*THE PROBLEM*: The entries are to be repeated verbatim, with nothing left out.

*SOURCE DATA*:
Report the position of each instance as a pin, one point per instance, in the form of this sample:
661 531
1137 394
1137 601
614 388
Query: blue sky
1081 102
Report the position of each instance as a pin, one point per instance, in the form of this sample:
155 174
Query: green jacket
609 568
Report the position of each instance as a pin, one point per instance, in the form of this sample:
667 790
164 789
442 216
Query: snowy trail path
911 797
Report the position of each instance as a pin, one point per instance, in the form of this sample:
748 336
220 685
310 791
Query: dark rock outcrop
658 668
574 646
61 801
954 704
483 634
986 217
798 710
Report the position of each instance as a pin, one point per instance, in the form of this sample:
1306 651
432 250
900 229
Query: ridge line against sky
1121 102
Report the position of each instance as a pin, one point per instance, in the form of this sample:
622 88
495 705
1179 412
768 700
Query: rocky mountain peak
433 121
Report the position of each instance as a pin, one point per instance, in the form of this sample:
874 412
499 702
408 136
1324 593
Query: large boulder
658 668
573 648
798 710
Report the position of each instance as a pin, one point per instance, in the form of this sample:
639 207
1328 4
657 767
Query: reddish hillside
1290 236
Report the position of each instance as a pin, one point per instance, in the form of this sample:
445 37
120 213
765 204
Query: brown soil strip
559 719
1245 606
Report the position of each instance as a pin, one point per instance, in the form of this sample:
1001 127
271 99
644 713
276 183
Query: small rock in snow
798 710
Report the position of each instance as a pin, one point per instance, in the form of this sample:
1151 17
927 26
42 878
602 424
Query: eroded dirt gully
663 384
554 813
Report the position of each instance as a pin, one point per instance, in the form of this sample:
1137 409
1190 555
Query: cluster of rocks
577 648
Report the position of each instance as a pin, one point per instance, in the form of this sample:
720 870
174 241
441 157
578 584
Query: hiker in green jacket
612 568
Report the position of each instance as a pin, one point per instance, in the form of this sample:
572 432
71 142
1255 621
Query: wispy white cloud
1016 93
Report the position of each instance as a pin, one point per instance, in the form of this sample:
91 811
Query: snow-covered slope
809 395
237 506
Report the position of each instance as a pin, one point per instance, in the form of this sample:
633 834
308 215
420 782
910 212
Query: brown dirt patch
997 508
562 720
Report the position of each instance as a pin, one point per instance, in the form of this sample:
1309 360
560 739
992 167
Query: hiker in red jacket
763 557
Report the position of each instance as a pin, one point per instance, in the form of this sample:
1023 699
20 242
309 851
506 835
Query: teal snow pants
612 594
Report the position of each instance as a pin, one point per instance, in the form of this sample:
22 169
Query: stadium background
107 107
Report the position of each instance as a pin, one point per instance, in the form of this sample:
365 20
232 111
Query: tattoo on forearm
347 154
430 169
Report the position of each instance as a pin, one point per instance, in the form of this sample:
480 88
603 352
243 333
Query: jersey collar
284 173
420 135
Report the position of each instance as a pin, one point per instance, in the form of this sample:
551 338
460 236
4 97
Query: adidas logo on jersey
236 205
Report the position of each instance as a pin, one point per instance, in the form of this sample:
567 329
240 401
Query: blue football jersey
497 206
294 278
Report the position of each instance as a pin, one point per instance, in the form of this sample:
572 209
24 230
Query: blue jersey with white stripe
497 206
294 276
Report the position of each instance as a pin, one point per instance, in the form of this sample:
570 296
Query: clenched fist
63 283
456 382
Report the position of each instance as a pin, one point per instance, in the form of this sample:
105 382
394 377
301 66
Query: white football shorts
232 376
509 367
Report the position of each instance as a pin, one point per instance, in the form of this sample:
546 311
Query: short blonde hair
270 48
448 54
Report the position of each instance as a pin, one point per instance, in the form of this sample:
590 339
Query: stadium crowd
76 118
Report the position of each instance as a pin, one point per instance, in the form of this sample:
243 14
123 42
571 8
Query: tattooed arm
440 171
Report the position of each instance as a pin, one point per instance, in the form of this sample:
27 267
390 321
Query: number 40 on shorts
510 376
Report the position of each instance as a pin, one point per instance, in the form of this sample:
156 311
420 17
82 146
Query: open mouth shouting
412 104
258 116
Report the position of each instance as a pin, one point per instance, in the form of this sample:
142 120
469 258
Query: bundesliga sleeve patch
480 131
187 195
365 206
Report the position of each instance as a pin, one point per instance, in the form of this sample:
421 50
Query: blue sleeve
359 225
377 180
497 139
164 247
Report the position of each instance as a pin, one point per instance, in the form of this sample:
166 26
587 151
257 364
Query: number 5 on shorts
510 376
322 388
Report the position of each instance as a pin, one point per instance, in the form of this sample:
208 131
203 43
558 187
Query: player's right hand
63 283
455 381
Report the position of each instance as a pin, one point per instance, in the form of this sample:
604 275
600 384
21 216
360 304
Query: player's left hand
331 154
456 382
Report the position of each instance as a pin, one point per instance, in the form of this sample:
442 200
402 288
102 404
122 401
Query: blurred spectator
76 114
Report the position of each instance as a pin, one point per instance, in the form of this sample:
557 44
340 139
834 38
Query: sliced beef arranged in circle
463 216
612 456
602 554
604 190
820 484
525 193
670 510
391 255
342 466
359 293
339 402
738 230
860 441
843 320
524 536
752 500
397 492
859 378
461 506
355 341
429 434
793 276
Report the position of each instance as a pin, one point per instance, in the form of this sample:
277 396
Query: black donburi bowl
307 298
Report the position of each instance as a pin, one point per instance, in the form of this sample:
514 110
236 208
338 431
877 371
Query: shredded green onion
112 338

*SOLVED PROBLEM*:
Report the position of each instance as a pin, one point per instance, in the form of this sample:
661 531
1137 394
1137 601
614 388
Query: blue sky
1081 102
Report the position of each instance as a pin, one point per instance, in the form of this sample:
155 174
Query: green jacket
609 568
Report the position of each instance as a pin, one point per instance, in the form of this sample:
667 790
164 789
442 216
Query: snowy trail path
911 797
Report the position of each instance as a pin, one point per instance, in the form of this sample:
748 336
220 685
310 791
Query: dark rock outcrop
658 668
574 646
61 801
954 704
483 634
986 217
798 710
Report the position of each instance as a pin, one point per instance, in the form of this sample:
1306 651
432 250
900 229
Query: ridge line against sky
1121 102
Report the position of each instance as a pin, one point per instance, in the form of this sample:
622 88
495 705
1179 412
768 700
Query: rocky mountain peak
433 121
Report the position of each instance as a pin, one point per instance, in the form of this sample:
874 412
499 702
408 136
1324 593
Query: large boulder
658 668
573 648
798 710
Report the position of each instance as a pin, one point per instance, in the form of this sample:
639 207
1328 4
657 767
Query: reddish hillside
1290 236
Report the position of each instance as a pin, one point per instance, in the form of this sample:
445 37
120 213
765 204
Query: brown soil strip
559 719
1245 606
Report the position of each instance as a pin, one point per instance, in the form of this sample:
1001 127
271 99
644 713
276 183
Query: small rock in snow
798 710
Report the position of each instance as a pin, one point per instance, in the form of this sample:
1151 17
927 26
42 878
602 424
Query: eroded dirt gully
663 384
554 813
Report the position of each instance as a pin, one point per instance, in the form of this sample:
1137 409
1190 555
Query: cluster of rocks
577 648
Report the position of each instance as a pin, one point per instance, in the form of this sample:
720 870
174 241
441 157
578 584
Query: hiker in green jacket
612 568
Report the position of each instance as a pin, one point per instance, in the form of this sample:
572 432
71 142
1255 621
Query: wispy white cloud
1016 93
Report the position of each instance as a pin, one point per instance, in the form of this sample:
91 811
Query: snow-covered slope
809 395
237 506
Report the position of each instance as a pin, one point per instance, in the form of this sample:
633 834
308 215
420 782
910 212
Query: brown dirt patch
997 508
562 720
Report the position of each instance as a pin, one point per instance, in the form of this sample:
1309 360
560 739
992 167
Query: hiker in red jacket
763 557
Report the position of each instance as a pin, one point per instance, in the form of this sample:
1023 699
20 242
309 851
506 835
Query: teal snow pants
612 594
Report the position of each instance as a pin, one point per instance, in the form of this sample:
22 169
Query: stadium background
107 107
Report the position of each instance as a pin, one point per instance, in the form of this sample:
365 20
232 111
Query: tattoo on forearm
347 154
430 169
Report the position of each instance as a pin, one point per instance, in the form of this sample:
480 88
603 352
243 333
Query: jersey collar
284 173
420 135
Report the position of each instance as a pin, one point per instance, in the form of this sample:
551 338
460 236
4 97
Query: adidas logo on jersey
236 205
Report the position of each instance as a pin, one point per instance, in the form of this sample:
567 329
240 401
Query: blue football jersey
497 206
294 278
Report the position of each instance as a pin, one point per instance, in the form of this sample:
572 209
24 230
Query: blue jersey with white stripe
497 206
294 276
Report the position of each instance as a pin, one point per instance, in the form of this sample:
570 296
Query: clenched fist
63 283
456 382
Report the position of each instance as a pin, one point per instance, in the form of this sample:
105 382
394 377
301 66
Query: white football shorts
232 376
509 367
Report the position of each instance as a pin, one point per instance, in the form of this sample:
546 311
Query: short blonde hair
270 48
448 54
Report the position of each instance as a pin, one point per instance, in the form of this sample:
590 339
Query: stadium crowd
76 118
Report the position of each instance as a pin, one point per instance, in the form of this sample:
243 14
123 42
571 8
Query: tattooed arm
440 171
Report the position of each instance as a pin, one point per instance, in the form of this sample:
27 267
390 321
Query: number 40 on shorts
510 376
Report the position of each instance as a pin, one point per instance, in the form of this sample:
156 311
420 17
82 146
Query: open mouth shouting
412 104
258 116
Report the position of each instance as a pin, one point per instance, in the form of this sample:
142 120
469 258
Query: bundesliga sleeve patch
480 131
187 195
365 206
Report the position of each instance as a pin, one point per instance, in the form of this sample:
421 50
Query: blue sleeve
359 225
377 180
497 139
164 247
Report the position of each instance as a pin, one point per instance, in the form of this sample:
166 26
587 151
257 364
Query: number 5 on shorts
510 376
322 388
Report the position of each instance as a pin, one point per instance, in the form of this sample:
208 131
203 43
558 187
Query: player's right hand
63 283
455 381
Report the position of each instance as a pin, one point per instance, in the form of this sample:
604 275
600 384
21 216
360 304
Query: player's left hand
331 154
456 382
Report the position of each instance as a pin, one point per instance, in the form of this sample:
442 200
402 288
102 404
122 401
Query: blurred spectator
76 114
Report the position of each instance as a pin, one point per instance, in the form of this sample:
557 44
340 139
834 38
Query: sliced beef arranged in circle
463 216
612 456
602 554
604 190
820 484
525 193
670 510
391 255
342 466
359 293
339 402
738 230
860 441
843 320
524 536
752 500
397 492
859 378
461 506
355 341
429 434
793 276
Report the position of each instance as a pin, one point per instance, in the form of this sample:
277 396
Query: black donburi bowl
307 298
Report the position of each instance as a pin, one point per instance, in the form of this sample:
514 110
236 208
338 431
877 371
Query: shredded green onion
112 338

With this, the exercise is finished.